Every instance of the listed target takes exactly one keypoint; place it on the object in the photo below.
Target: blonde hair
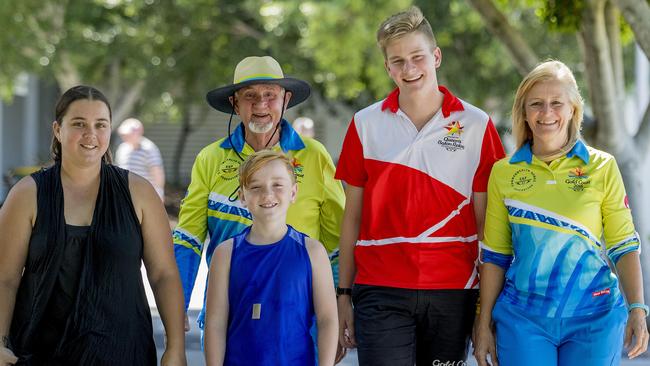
(403, 23)
(546, 71)
(258, 160)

━━━━

## [WHAT IS BEING ASKED]
The material above must be set down word for word, with no picture carried over.

## [RESPONSE TO THE EXERCISE]
Every instance of the listed target takes exactly one keypoint; place it on the object in the photo below.
Target: blonde hair
(403, 23)
(546, 71)
(258, 160)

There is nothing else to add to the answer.